- [EXERCISE DIRECTIONS]: Begin at the line of the listing below that contains "(a) The person in" and stop after the line that contains "[495,274,518,295]". Rewrite only those lines, keeping the requests as they are and multiplying every bounding-box coordinate in the answers by 2, rounded to whole numbers with halves rounded up.

- [SUPPLIED RECORDS]:
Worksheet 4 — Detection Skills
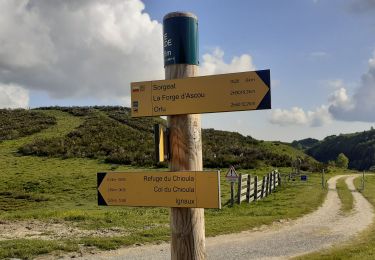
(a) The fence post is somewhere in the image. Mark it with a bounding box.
[254,176,258,201]
[237,173,242,204]
[260,176,266,198]
[246,174,251,203]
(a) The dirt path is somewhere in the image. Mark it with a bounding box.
[68,175,374,260]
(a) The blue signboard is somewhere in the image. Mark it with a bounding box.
[163,15,199,66]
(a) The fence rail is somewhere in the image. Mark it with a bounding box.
[236,170,281,204]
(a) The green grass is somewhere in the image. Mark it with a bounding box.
[0,110,328,258]
[336,178,353,214]
[297,175,375,260]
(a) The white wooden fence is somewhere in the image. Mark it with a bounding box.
[237,170,281,204]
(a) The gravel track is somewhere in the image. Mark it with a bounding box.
[67,175,374,260]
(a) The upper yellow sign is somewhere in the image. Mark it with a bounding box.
[131,70,271,117]
[97,171,221,208]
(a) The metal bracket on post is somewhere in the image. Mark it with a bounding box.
[154,124,170,162]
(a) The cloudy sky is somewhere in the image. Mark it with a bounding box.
[0,0,375,141]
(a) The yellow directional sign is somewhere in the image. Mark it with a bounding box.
[97,171,221,208]
[131,70,271,117]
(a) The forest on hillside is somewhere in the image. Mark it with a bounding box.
[306,129,375,170]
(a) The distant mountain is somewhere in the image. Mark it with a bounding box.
[306,129,375,170]
[291,138,319,150]
[15,106,318,169]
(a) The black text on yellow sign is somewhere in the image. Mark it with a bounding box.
[131,70,271,117]
[97,171,221,208]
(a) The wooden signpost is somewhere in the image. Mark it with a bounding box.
[98,12,271,260]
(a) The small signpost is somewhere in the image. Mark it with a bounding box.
[154,124,169,162]
[225,166,238,206]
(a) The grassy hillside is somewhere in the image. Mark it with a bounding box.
[0,107,326,259]
[0,109,56,142]
[307,129,375,170]
[19,107,317,169]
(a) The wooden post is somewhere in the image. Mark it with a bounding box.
[254,176,258,201]
[230,181,234,207]
[237,173,242,205]
[163,12,206,260]
[260,176,266,198]
[246,174,251,203]
[268,173,272,194]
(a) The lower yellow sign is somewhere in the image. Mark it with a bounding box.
[97,171,221,208]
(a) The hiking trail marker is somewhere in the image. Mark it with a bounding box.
[97,171,221,208]
[97,12,271,260]
[131,70,271,117]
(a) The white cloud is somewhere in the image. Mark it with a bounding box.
[329,52,375,122]
[309,51,328,59]
[199,48,255,75]
[0,0,255,105]
[269,106,331,127]
[269,51,375,126]
[0,0,163,102]
[349,0,375,13]
[326,79,345,89]
[329,87,353,111]
[0,84,29,108]
[270,107,308,126]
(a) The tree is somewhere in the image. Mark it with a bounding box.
[336,153,349,169]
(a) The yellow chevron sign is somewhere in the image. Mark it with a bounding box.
[97,171,221,208]
[131,70,271,117]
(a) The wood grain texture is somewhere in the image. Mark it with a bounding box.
[165,64,206,260]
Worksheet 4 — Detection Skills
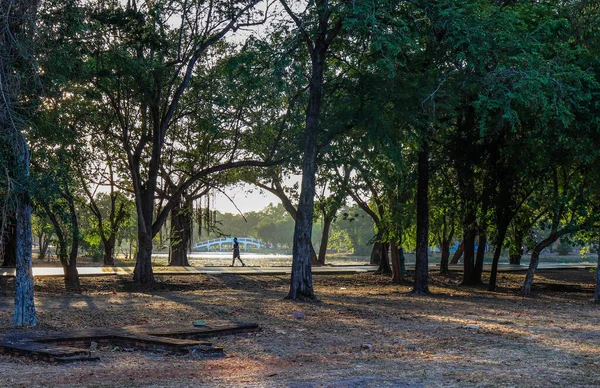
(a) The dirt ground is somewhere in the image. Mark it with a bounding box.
[0,270,600,387]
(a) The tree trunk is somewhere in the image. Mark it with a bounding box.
[38,233,50,261]
[63,261,81,293]
[473,232,487,284]
[375,243,392,275]
[102,233,117,267]
[133,231,155,285]
[440,240,450,275]
[317,215,333,265]
[286,42,327,300]
[521,232,560,296]
[594,230,600,304]
[13,199,37,327]
[0,216,17,267]
[488,223,508,291]
[390,241,402,283]
[411,141,429,294]
[448,240,465,265]
[369,240,383,265]
[462,227,477,285]
[509,229,525,265]
[169,200,192,267]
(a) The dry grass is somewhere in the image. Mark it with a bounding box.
[0,270,600,387]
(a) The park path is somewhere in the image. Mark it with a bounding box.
[0,263,596,277]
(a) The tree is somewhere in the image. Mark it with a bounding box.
[82,0,269,285]
[0,0,38,326]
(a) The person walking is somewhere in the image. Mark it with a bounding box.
[230,237,246,267]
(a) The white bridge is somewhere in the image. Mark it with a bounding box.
[192,237,266,251]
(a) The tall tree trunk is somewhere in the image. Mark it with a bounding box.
[521,232,560,296]
[488,222,508,291]
[63,261,81,293]
[398,245,408,275]
[0,216,17,267]
[594,229,600,304]
[375,243,392,275]
[169,200,192,267]
[369,244,383,265]
[133,232,155,285]
[440,240,450,275]
[412,140,429,294]
[462,227,477,285]
[317,215,333,265]
[133,191,158,286]
[102,233,117,267]
[38,232,50,261]
[390,241,402,283]
[13,199,37,327]
[473,232,487,284]
[448,240,465,265]
[286,39,329,300]
[509,229,525,265]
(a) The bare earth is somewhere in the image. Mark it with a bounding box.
[0,270,600,387]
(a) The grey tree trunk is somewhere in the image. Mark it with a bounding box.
[411,140,429,294]
[317,215,333,265]
[521,232,560,296]
[390,241,402,283]
[0,216,17,267]
[102,233,117,267]
[509,230,525,265]
[488,223,508,291]
[13,199,37,327]
[286,48,325,300]
[375,242,392,275]
[594,230,600,304]
[440,240,450,275]
[462,227,477,285]
[448,240,465,264]
[133,233,155,285]
[169,200,192,267]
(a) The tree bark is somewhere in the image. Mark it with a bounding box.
[521,232,561,296]
[390,241,402,283]
[411,140,429,294]
[286,45,326,300]
[13,199,37,327]
[488,222,508,291]
[594,230,600,304]
[440,240,450,275]
[317,215,333,265]
[1,216,17,267]
[473,232,487,284]
[169,200,192,267]
[38,232,50,261]
[133,233,155,285]
[375,243,392,275]
[102,233,117,267]
[509,229,525,265]
[462,226,477,285]
[369,241,382,265]
[448,240,465,265]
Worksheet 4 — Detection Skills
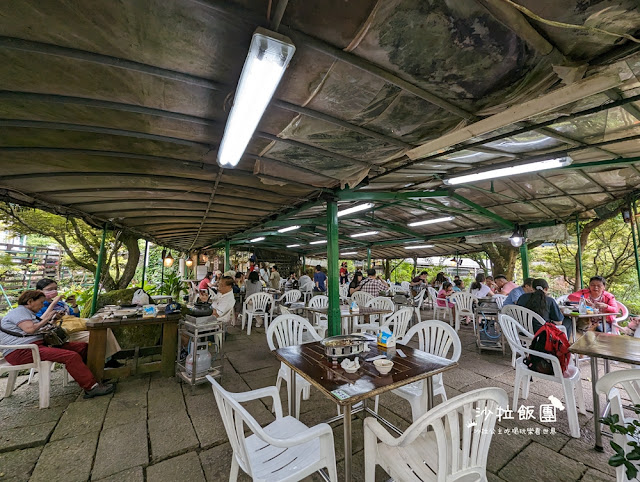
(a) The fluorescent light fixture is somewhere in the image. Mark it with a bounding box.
[218,28,296,167]
[407,216,455,226]
[444,156,573,186]
[404,244,433,249]
[338,203,374,217]
[349,231,379,238]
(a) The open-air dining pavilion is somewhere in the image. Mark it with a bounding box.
[0,0,640,482]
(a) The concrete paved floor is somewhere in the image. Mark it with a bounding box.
[0,312,626,482]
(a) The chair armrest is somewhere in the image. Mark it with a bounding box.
[0,343,40,365]
[229,387,282,418]
[265,423,333,448]
[364,417,401,447]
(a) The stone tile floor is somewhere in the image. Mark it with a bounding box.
[0,312,626,482]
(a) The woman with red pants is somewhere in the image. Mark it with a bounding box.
[0,290,115,398]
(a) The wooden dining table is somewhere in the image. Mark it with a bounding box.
[569,331,640,452]
[305,305,393,333]
[275,336,458,482]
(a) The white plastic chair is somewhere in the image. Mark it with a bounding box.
[493,294,507,310]
[375,320,462,422]
[502,305,546,335]
[207,375,338,482]
[498,314,586,438]
[351,291,374,306]
[411,289,427,323]
[267,314,322,418]
[498,313,534,368]
[380,308,413,340]
[364,388,508,482]
[596,369,640,482]
[450,291,478,331]
[241,292,274,335]
[280,290,302,305]
[0,343,54,408]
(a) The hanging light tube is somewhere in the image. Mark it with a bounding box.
[407,216,455,227]
[218,28,296,167]
[338,203,374,217]
[443,156,573,186]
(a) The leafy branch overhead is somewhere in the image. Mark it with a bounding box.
[0,203,140,291]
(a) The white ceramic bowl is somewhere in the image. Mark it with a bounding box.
[373,358,393,375]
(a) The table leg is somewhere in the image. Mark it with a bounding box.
[87,328,107,382]
[160,321,179,377]
[287,368,298,418]
[342,404,351,482]
[590,356,604,452]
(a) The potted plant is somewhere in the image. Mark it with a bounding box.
[600,405,640,480]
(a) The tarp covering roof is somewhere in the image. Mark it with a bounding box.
[0,0,640,258]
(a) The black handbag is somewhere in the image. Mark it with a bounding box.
[37,316,69,347]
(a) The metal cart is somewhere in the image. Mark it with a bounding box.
[176,315,226,387]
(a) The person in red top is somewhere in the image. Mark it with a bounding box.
[569,276,620,331]
[198,271,213,291]
[340,262,349,285]
[495,274,518,295]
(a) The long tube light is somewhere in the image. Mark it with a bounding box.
[218,28,296,167]
[338,203,374,217]
[349,231,380,238]
[444,156,573,186]
[407,216,455,227]
[404,244,434,249]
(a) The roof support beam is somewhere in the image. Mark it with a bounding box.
[449,192,514,228]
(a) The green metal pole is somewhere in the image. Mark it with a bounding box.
[576,216,584,289]
[141,241,149,289]
[520,243,529,280]
[631,199,640,286]
[224,239,231,272]
[327,200,342,336]
[89,223,107,316]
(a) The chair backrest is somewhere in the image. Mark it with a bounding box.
[351,291,373,306]
[427,286,438,306]
[398,320,462,361]
[498,313,533,355]
[267,313,322,350]
[493,295,507,310]
[365,296,396,314]
[450,291,478,316]
[283,290,302,303]
[207,376,282,477]
[502,305,546,335]
[383,308,413,340]
[244,292,273,312]
[309,295,329,308]
[397,388,508,482]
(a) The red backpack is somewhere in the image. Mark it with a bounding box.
[524,322,571,375]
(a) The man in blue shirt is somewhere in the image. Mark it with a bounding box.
[313,265,327,293]
[502,278,533,306]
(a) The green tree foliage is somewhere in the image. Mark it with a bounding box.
[0,203,140,291]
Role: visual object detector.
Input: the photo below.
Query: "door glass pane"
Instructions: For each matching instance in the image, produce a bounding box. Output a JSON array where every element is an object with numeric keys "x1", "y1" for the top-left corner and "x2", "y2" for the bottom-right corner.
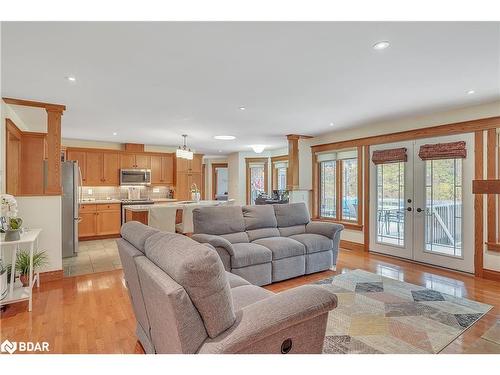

- [SOLUTION TO THIS TASK]:
(a) The person in red top is somewhere in the image. Mark it with a bounding box.
[1138,552,1240,662]
[396,542,426,582]
[680,524,698,570]
[990,548,1036,590]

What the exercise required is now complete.